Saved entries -
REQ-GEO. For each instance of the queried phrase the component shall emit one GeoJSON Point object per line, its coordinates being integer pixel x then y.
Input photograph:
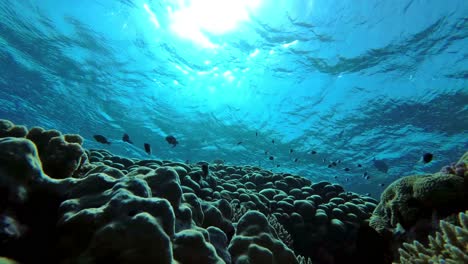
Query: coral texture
{"type": "Point", "coordinates": [450, 245]}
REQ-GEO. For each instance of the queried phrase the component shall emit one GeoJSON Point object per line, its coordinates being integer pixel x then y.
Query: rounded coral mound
{"type": "Point", "coordinates": [412, 198]}
{"type": "Point", "coordinates": [449, 245]}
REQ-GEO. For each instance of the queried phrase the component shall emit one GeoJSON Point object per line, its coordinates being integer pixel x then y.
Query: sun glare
{"type": "Point", "coordinates": [193, 19]}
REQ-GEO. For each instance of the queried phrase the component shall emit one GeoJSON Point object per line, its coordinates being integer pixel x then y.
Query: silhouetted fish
{"type": "Point", "coordinates": [427, 157]}
{"type": "Point", "coordinates": [172, 140]}
{"type": "Point", "coordinates": [126, 138]}
{"type": "Point", "coordinates": [101, 139]}
{"type": "Point", "coordinates": [218, 161]}
{"type": "Point", "coordinates": [341, 133]}
{"type": "Point", "coordinates": [205, 169]}
{"type": "Point", "coordinates": [147, 148]}
{"type": "Point", "coordinates": [380, 165]}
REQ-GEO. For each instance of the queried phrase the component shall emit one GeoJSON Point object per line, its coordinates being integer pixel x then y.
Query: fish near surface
{"type": "Point", "coordinates": [172, 140]}
{"type": "Point", "coordinates": [126, 138]}
{"type": "Point", "coordinates": [380, 165]}
{"type": "Point", "coordinates": [101, 139]}
{"type": "Point", "coordinates": [147, 148]}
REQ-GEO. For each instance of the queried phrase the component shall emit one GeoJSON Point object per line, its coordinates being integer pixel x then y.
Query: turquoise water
{"type": "Point", "coordinates": [351, 80]}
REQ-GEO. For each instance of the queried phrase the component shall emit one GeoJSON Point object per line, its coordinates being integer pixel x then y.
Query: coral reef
{"type": "Point", "coordinates": [72, 205]}
{"type": "Point", "coordinates": [412, 198]}
{"type": "Point", "coordinates": [450, 245]}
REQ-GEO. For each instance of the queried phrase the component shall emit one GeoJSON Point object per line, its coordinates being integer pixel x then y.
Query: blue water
{"type": "Point", "coordinates": [350, 79]}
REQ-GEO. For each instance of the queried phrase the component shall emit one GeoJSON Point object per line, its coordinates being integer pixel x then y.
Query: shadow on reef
{"type": "Point", "coordinates": [61, 203]}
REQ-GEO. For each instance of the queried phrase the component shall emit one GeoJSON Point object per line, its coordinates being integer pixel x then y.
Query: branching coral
{"type": "Point", "coordinates": [450, 245]}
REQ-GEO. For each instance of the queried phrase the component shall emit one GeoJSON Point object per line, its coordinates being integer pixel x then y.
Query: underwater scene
{"type": "Point", "coordinates": [234, 131]}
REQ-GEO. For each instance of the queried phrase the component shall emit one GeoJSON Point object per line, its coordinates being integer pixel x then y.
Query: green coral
{"type": "Point", "coordinates": [450, 245]}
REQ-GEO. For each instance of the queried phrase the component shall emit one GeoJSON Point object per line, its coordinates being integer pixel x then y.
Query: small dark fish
{"type": "Point", "coordinates": [126, 138]}
{"type": "Point", "coordinates": [101, 139]}
{"type": "Point", "coordinates": [205, 169]}
{"type": "Point", "coordinates": [427, 157]}
{"type": "Point", "coordinates": [218, 161]}
{"type": "Point", "coordinates": [172, 140]}
{"type": "Point", "coordinates": [341, 133]}
{"type": "Point", "coordinates": [147, 148]}
{"type": "Point", "coordinates": [380, 165]}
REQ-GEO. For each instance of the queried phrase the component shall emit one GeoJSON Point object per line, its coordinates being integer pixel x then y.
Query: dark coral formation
{"type": "Point", "coordinates": [411, 207]}
{"type": "Point", "coordinates": [71, 205]}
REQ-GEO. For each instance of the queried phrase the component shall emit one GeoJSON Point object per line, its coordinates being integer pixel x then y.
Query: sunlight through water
{"type": "Point", "coordinates": [193, 20]}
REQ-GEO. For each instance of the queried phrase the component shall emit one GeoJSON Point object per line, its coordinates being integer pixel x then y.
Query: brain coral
{"type": "Point", "coordinates": [411, 198]}
{"type": "Point", "coordinates": [450, 245]}
{"type": "Point", "coordinates": [257, 242]}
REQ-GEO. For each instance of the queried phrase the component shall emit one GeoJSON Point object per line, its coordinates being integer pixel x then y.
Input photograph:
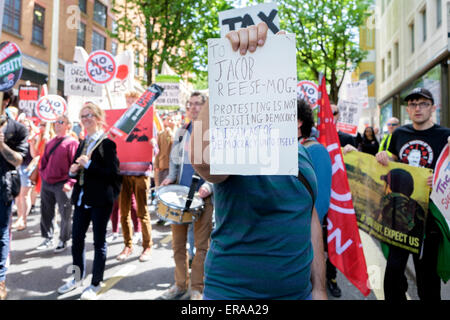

Goal -
From the entries above, keep only the lines that contain the string "reef" and copy each one out. Matching is case-sensitive.

Result of this exercise -
Query: coral reef
Query: shadow on reef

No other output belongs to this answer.